- [PROBLEM]: Gather every line in the items below that contains the word "with". Case matters.

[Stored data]
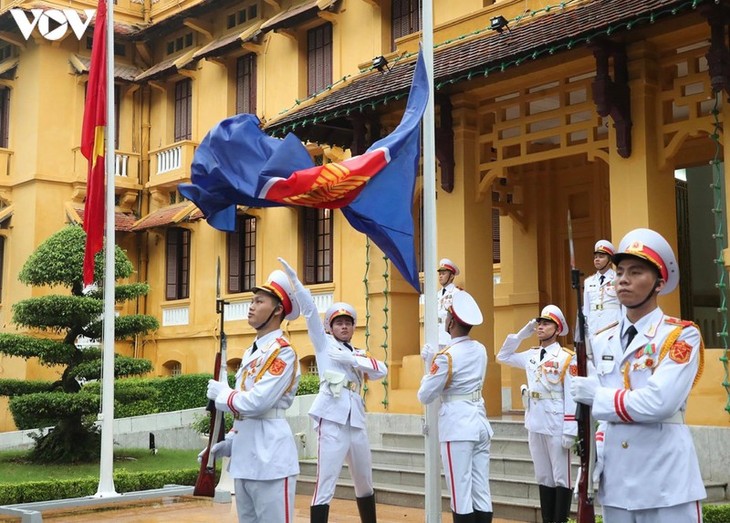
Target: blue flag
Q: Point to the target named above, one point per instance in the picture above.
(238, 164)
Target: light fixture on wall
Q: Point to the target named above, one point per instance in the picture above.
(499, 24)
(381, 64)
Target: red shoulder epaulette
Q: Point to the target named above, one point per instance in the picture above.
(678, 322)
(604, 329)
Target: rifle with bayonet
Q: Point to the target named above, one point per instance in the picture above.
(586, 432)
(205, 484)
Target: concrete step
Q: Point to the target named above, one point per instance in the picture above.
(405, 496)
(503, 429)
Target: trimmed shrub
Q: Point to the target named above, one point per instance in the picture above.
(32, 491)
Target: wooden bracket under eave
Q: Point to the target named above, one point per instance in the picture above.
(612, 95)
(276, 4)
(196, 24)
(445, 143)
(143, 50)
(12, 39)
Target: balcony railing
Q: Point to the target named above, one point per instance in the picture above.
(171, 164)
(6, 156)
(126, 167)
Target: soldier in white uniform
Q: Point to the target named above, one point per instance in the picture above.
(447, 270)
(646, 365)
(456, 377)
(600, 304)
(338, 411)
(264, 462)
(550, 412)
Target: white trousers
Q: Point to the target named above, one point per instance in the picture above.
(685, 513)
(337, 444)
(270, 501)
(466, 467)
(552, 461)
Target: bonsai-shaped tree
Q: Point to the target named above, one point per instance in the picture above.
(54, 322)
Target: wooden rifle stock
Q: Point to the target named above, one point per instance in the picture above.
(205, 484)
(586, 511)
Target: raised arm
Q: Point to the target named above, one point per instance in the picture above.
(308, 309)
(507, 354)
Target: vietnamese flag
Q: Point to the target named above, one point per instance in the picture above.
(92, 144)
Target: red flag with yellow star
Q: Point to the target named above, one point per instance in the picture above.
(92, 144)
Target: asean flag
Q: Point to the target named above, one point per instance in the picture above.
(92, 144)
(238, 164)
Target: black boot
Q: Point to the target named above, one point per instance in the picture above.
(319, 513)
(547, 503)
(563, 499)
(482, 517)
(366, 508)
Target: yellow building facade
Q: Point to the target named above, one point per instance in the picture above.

==

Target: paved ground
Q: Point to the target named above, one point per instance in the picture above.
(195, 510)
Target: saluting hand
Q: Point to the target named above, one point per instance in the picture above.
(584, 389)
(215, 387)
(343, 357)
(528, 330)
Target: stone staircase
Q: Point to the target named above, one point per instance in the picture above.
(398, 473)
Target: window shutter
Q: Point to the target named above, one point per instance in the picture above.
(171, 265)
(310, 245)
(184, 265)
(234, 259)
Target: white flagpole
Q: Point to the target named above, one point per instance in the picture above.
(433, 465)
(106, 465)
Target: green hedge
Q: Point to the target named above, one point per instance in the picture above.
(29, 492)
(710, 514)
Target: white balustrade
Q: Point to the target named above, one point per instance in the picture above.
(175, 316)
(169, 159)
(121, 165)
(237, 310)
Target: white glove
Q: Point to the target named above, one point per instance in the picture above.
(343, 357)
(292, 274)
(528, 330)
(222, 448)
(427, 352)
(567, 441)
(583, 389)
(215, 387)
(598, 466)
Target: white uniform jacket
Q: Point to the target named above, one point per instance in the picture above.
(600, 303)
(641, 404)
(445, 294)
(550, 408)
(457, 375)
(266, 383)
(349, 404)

- [SOLUTION BELOW]:
Target: rifle with bayonet
Target: red flag with yellow star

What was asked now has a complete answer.